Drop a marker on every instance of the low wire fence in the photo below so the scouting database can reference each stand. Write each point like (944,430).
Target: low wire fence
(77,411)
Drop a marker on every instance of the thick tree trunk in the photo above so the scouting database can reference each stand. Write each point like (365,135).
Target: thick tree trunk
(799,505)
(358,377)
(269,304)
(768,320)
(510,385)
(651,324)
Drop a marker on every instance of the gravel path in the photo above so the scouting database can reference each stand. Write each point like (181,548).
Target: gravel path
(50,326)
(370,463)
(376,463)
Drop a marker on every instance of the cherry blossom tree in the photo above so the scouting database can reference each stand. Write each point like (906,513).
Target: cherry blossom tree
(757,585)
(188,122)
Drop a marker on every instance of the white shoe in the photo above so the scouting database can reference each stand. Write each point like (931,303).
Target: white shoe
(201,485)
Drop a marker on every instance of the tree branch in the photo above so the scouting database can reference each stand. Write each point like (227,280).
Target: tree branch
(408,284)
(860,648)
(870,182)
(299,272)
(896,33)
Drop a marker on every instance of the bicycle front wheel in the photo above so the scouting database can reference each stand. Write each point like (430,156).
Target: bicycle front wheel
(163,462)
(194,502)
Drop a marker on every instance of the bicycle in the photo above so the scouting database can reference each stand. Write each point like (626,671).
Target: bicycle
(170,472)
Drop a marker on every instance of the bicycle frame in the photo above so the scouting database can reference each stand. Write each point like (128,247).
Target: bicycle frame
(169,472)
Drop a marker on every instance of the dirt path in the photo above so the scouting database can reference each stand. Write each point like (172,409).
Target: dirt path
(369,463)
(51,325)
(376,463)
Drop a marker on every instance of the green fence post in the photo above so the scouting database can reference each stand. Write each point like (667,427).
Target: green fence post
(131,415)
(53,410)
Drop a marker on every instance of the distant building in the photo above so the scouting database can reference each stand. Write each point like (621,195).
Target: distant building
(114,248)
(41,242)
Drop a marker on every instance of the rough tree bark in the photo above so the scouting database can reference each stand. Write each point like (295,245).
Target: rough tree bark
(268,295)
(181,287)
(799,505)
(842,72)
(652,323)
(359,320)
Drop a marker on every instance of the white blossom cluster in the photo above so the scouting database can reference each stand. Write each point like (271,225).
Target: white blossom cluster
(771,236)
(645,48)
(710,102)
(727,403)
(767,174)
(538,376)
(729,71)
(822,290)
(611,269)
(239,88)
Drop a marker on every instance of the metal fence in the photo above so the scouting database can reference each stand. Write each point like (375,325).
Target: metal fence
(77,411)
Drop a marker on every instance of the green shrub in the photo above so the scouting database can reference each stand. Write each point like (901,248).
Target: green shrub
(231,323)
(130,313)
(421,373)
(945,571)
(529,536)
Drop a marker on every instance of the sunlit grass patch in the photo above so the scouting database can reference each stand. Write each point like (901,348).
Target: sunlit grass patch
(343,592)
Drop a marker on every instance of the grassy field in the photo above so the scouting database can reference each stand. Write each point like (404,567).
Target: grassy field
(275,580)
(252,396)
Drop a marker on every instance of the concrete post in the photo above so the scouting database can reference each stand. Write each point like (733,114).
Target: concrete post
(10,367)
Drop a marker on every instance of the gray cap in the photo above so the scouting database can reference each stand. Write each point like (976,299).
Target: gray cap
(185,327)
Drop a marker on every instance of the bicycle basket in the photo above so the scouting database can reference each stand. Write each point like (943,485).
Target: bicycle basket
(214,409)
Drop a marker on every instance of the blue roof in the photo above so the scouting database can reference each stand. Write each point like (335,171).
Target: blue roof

------------------------------------

**What the task requires:** Could you rewrite all of the lines above with "scouting database" changed to "survey catalog" wherever it occurs, keeping everything else the same?

**Response:**
Drop a marker on every instance of the low wire fence in the photo below so the survey catalog can reference each stand. Write each point like (944,430).
Target: low wire fence
(77,411)
Drop a marker on every instance of the thick tree trunk in the photo above so the survey catalog can reference each stand. Write each point like (365,135).
Target: thick tree trunk
(799,505)
(358,377)
(269,304)
(768,320)
(510,385)
(651,324)
Drop a marker on every instance of the gravel path in the photo above so the survey catalog can reference each stand. Write each point like (181,548).
Target: gravel path
(50,326)
(370,463)
(376,463)
Drop a marker on every instance of the cherry blossom tree in the photo above so the survey catalog can reference each stand. Write each point like (906,513).
Target: cherry blossom tree
(757,585)
(188,122)
Drop a marker on every instance of the white shoe in the photo above so the survey catalog can reference each stand. Write each point like (931,303).
Target: white shoe
(201,485)
Drop a marker on every instance of the tree branch in the photo above so the survey catalog can reference each stand. Write each point like (227,280).
Target: tree branch
(408,284)
(860,648)
(870,182)
(299,272)
(896,33)
Drop a marker on every instance of the bicycle front wheel in the photo above so the survey catalog can reference each stand. Write each point like (430,156).
Target: bicycle front wheel
(163,462)
(194,502)
Drop a marker on every instance of the bicycle in the photo above so the survey catalog can reference each stand. Write each point like (626,671).
Target: bicycle
(170,472)
Drop a marker on every instance of the bicycle frame in the photo above so the survey catalog can reference each stand. Write each point like (128,247).
Target: bicycle frame
(169,472)
Drop a marker on every instance of the dirt path in the photo above so the survey catalog can reference each stand. Write each point like (172,409).
Target: dirt path
(369,463)
(51,325)
(376,463)
Drop a marker on every instance of the green fence post in the photo above so the survey catalog can reference each stand. Write each point like (667,427).
Target: green fence post
(131,415)
(53,410)
Drop a marker on every instance of the distant building in the photo above so the survey catalog can reference each stand. Write each point like (621,195).
Target: distant building
(114,248)
(41,242)
Drop a marker on every instance of the rough tree bark in the photo above so the survey catalog can reference each stand. Write each point like (295,245).
Target: rough tree bark
(268,295)
(181,287)
(799,505)
(842,72)
(652,323)
(359,320)
Drop a marker on every instance of the white blossom cluster in the photo above so the survey catalog can reference each stand. Write each point like (271,225).
Target: white blossom cluster
(771,236)
(645,48)
(710,102)
(727,403)
(767,174)
(538,376)
(729,71)
(822,290)
(611,269)
(239,88)
Drop a marker on every instance of the metal fence in the photo above so the survey catalog can reference each stand. Write each point like (375,325).
Target: metal fence
(77,411)
Drop a marker on every instance of the green shrub in the photo above so the survey catalog can reference each stand. Write each point like (901,248).
Target: green shrub
(231,323)
(130,313)
(421,373)
(945,571)
(529,536)
Drop a marker on every instance of the sunlit grass patch in the photo above so the survey catalog can reference each stand. Write each point like (901,348).
Target: sunlit grass patch
(343,592)
Drop a marker on every instance of the grassy field in the photo above so the survey catalog can reference each stand. Write each point like (404,567).
Target: grassy field
(275,580)
(252,396)
Drop a marker on every instance of the concrete post in the photo above so the survey catalog can reference each stand. Write each point like (733,114).
Target: concrete post
(10,367)
Drop a marker on every instance of the gray cap in the photo above so the survey catalog can reference each stand. Write each point like (976,299).
Target: gray cap
(185,327)
Drop a marker on every instance of the bicycle basket in the photo above so the survey catalog can reference each stand. Write each point like (943,485).
Target: bicycle basket
(214,409)
Drop a marker on every instance of the blue roof in the photo above so the survey catalog can reference each stand. Write each point like (335,171).
Target: blue roof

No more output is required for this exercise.